- Questions to answer -
a) According to the text on sodium policy riders, what share of U.S. kids consume too much sodium?
b) Please translate this sentence from the text on sodium policy riders into Spanish: "Many packaged foods can approach a day’s worth of sodium (2,300 milligrams for adults) in a single serving."

Congress included two devastating policy riders that halt needed, evidence-based sodium reduction efforts in their tracks in the Fiscal Year 2024 Agriculture Appropriations Bill it released yesterday.

The first rider limits the Food and Drug Administration’s ability to advance long-term voluntary sodium reduction targets for industry and underfunds the agency to boot. Most of the salt Americans get doesn’t come from the saltshaker or cooking from scratch—rather, it comes from processed and restaurant foods. Many packaged foods can approach a day’s worth of sodium (2,300 milligrams for adults) in a single serving. FDA is implementing short-term targets that, if achieved, would reduce average sodium intake from about 3,400 mg to 3,000 mg per day. Longer-term targets are needed to bring sodium intake down to the 2,300 mg the government recommends in the Dietary Guidelines for Americans.

The second rider limits the US Department of Agriculture’s ability to reduce sodium in its anticipated April update to the school meal nutrition standards, and the bill also cuts agency funding that supports these efforts. This rider (formerly, the "Cheese Carveout") blocks any change to sodium standards through school year 2026-27, and after that caps reductions at pre-2016 levels, which are higher than what is safe for kids’ health. More than nine in ten U.S. kids consume too much sodium, which is linked to high blood pressure and one in six children currently has elevated blood pressure. This can increase the risk for heart disease, heart attack, and stroke, and the risks are more likely to carry over into adulthood.

- Data section -
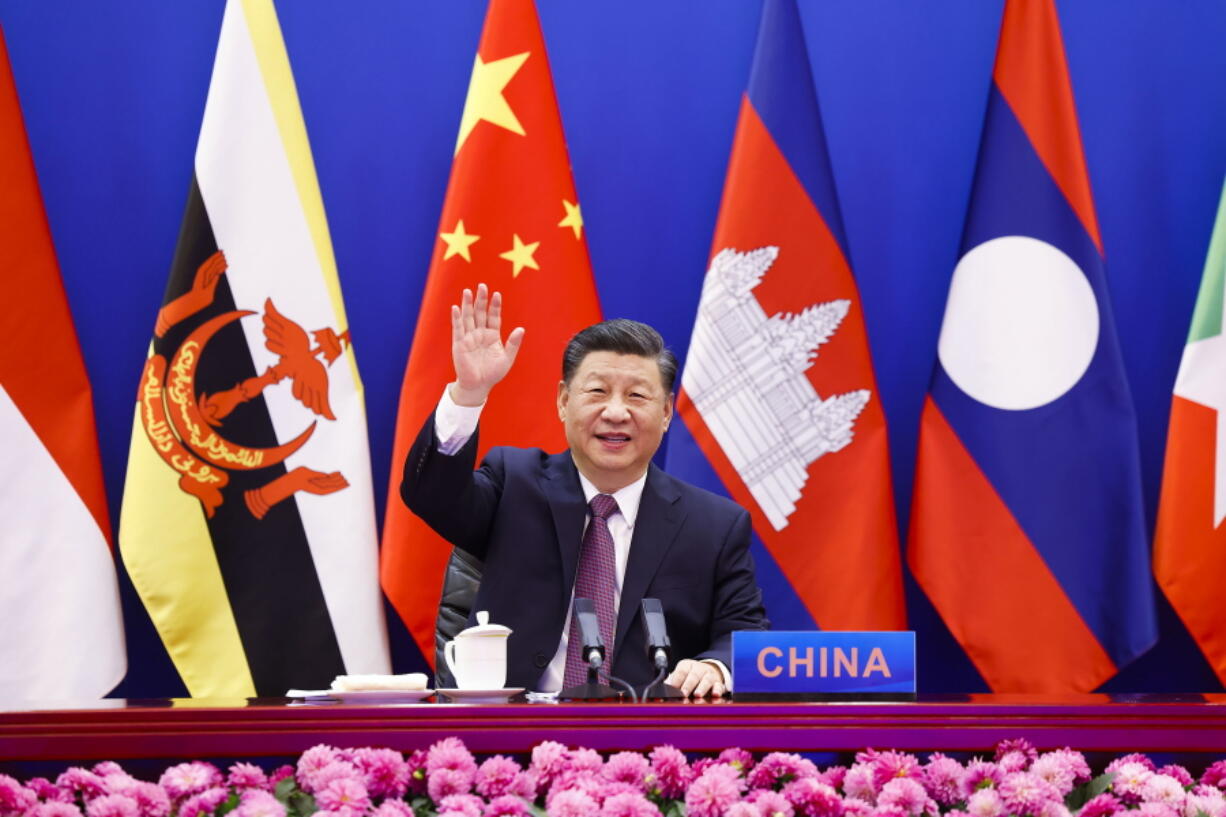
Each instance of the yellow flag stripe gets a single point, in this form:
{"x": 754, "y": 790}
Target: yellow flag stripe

- Problem solutions -
a) More than nine in ten.

b) Muchos alimentos envasados pueden acercarse a la cantidad de sodio de todo un día (2300 miligramos para adultos) en una sola porción.